**To do:** Please rewrite every line of the records below as a JSON list of strings, one string per line, leaving out blank lines.

**Supplied material:**
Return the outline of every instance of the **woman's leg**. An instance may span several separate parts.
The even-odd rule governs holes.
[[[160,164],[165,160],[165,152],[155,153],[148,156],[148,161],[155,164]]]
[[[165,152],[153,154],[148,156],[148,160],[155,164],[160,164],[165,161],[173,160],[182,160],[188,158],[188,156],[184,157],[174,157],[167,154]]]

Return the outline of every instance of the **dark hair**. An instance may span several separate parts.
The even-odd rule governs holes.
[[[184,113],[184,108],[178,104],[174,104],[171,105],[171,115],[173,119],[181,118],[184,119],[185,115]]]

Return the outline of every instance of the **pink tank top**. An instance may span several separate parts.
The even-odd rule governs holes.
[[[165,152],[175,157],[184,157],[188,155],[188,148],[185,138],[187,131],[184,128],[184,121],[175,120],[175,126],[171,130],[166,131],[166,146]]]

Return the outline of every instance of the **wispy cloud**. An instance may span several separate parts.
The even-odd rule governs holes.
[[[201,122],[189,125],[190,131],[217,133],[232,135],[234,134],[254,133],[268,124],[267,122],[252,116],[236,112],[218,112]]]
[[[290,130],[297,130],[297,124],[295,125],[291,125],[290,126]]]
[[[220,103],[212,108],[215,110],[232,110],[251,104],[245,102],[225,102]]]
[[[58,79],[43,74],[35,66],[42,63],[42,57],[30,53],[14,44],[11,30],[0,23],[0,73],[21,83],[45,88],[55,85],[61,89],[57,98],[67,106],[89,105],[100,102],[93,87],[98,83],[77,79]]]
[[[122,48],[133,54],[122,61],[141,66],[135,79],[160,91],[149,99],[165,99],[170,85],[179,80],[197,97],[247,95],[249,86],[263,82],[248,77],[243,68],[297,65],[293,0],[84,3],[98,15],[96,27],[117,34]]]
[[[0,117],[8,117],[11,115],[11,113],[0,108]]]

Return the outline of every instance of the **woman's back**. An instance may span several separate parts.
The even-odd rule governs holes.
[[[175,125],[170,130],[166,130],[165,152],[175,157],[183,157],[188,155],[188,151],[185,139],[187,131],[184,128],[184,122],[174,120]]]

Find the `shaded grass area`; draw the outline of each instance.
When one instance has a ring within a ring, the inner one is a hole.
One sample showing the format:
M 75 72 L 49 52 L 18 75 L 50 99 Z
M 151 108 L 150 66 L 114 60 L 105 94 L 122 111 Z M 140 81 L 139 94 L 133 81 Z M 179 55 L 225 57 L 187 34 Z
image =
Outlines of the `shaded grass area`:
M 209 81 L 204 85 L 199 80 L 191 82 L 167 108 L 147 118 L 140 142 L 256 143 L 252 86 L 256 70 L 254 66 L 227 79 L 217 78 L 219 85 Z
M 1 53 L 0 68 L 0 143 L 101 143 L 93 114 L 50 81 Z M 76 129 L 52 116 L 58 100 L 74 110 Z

**Written answer:**
[
  "Return the outline of every instance of the **woman's leg**. An instance may span several separate parts.",
  "The even-odd rule governs holes.",
  "[[[160,164],[165,160],[165,152],[155,153],[148,156],[148,161],[155,164]]]",
  "[[[165,152],[153,154],[148,156],[148,160],[155,164],[160,164],[165,161],[173,160],[182,160],[188,158],[188,156],[184,157],[174,157],[167,154]]]",
  "Return the outline of every instance of the **dark hair**. An instance may span several separate parts.",
  "The even-odd rule governs holes.",
  "[[[184,113],[184,108],[178,104],[174,104],[171,105],[171,115],[173,119],[181,118],[184,119],[185,115]]]",
  "Return the outline of every instance of the **pink tank top**. An instance may span several separate parts.",
  "The even-odd rule governs holes.",
  "[[[165,152],[175,157],[184,157],[188,155],[188,148],[185,138],[187,131],[184,128],[184,121],[175,120],[175,126],[171,130],[166,131],[166,146]]]",
  "Return the outline of every instance of the **wispy cloud**. An instance may span several separate parts.",
  "The even-odd rule governs holes.",
  "[[[201,122],[189,125],[190,131],[217,133],[232,135],[234,134],[254,133],[268,124],[267,122],[252,116],[236,112],[218,112]]]",
  "[[[290,130],[297,130],[297,124],[295,125],[291,125],[290,126]]]",
  "[[[220,103],[212,108],[215,110],[232,110],[251,104],[245,102],[225,102]]]",
  "[[[58,79],[43,74],[35,66],[42,63],[42,57],[30,53],[14,44],[11,30],[0,23],[0,73],[21,83],[45,88],[55,85],[61,89],[57,98],[67,106],[89,105],[100,102],[93,87],[98,83],[77,79]]]",
  "[[[122,48],[133,54],[122,61],[141,66],[135,79],[160,91],[149,99],[165,99],[170,85],[179,80],[197,97],[247,95],[249,86],[263,82],[248,77],[243,68],[297,65],[293,0],[84,3],[98,15],[96,27],[117,34]]]",
  "[[[0,117],[8,117],[11,115],[11,113],[0,108]]]",
  "Return the outline of every instance of the **woman's back**. An instance may span several separate parts.",
  "The even-odd rule governs holes.",
  "[[[175,125],[170,130],[166,130],[165,152],[175,157],[183,157],[188,155],[188,151],[185,139],[187,131],[184,128],[184,122],[174,120]]]",
  "Find the `shaded grass area`; draw the outline of each instance.",
  "When one instance has a ring within a ring, the inner one is a hole.",
  "One sample showing the format:",
  "M 75 72 L 49 52 L 18 75 L 50 99 Z",
  "M 151 108 L 150 66 L 114 60 L 105 94 L 122 111 Z M 140 81 L 139 94 L 133 81 Z M 179 55 L 225 57 L 187 34 Z",
  "image =",
  "Outlines of the `shaded grass area`:",
  "M 209 81 L 204 85 L 199 80 L 191 82 L 167 108 L 147 118 L 140 142 L 256 143 L 252 86 L 256 70 L 254 66 L 227 79 L 217 78 L 219 85 Z",
  "M 1 53 L 0 68 L 0 143 L 101 143 L 93 114 L 50 81 Z M 76 129 L 52 116 L 58 100 L 74 110 Z"
]